Start of Block

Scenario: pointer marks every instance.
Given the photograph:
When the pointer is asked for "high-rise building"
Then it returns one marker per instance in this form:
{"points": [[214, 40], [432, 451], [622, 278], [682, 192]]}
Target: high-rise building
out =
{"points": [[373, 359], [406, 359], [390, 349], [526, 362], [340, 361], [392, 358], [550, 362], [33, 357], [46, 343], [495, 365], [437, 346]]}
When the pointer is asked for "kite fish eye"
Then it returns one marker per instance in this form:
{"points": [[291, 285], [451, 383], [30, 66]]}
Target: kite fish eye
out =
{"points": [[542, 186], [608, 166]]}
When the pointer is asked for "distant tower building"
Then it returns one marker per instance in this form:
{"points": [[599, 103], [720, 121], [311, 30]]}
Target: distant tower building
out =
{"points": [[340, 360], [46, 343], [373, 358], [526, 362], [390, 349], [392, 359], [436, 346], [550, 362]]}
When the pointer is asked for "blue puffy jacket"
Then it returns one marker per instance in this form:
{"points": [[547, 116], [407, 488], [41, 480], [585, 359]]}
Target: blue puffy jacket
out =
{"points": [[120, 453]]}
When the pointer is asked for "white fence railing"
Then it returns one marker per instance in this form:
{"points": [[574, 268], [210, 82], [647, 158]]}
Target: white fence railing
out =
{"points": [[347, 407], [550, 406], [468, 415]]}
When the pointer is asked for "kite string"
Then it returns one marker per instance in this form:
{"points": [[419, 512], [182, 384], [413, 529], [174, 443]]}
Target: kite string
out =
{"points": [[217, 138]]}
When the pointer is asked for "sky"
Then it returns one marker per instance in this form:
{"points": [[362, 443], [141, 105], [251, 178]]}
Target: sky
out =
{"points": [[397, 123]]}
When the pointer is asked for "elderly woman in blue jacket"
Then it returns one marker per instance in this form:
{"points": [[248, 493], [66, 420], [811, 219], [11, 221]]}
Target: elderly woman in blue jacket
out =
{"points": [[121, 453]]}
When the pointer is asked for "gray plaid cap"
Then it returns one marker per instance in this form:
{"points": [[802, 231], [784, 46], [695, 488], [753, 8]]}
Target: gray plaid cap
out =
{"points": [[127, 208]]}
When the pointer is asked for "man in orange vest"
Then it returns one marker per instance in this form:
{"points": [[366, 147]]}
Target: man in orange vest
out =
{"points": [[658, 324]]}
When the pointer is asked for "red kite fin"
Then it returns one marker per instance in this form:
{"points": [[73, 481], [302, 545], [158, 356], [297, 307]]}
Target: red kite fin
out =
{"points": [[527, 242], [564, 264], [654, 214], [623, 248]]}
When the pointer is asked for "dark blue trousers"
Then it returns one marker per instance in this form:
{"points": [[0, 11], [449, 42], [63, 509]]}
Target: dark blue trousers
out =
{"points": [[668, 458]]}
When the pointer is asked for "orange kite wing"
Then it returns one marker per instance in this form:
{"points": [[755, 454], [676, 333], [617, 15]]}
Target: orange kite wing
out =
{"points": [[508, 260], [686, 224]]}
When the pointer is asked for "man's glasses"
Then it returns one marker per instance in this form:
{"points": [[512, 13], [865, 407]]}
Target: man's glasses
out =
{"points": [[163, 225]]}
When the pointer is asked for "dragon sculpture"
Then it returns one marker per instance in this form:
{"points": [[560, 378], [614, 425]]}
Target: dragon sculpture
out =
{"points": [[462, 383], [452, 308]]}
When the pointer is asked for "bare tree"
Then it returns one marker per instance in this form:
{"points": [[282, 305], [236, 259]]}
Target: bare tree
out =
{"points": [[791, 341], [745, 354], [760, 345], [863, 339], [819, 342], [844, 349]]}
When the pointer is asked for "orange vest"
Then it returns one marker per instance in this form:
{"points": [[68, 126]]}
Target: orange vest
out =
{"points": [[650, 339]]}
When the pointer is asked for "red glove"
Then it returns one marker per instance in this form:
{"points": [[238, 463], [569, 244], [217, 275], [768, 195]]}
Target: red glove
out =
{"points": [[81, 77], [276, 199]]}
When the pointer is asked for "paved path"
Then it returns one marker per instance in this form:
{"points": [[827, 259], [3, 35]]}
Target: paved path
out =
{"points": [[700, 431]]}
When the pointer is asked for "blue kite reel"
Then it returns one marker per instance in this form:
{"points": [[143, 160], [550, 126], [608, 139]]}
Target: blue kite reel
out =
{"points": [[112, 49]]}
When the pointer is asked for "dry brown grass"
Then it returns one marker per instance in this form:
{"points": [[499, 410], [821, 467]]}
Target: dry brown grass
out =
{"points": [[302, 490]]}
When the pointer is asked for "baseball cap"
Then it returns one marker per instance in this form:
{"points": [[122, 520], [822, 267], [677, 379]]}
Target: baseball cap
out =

End of Block

#### What needs to be done
Go through the records and gather the lines that hold "fish".

#### Solution for this problem
When the pointer is asked for "kite fish eye"
Target: kite fish eye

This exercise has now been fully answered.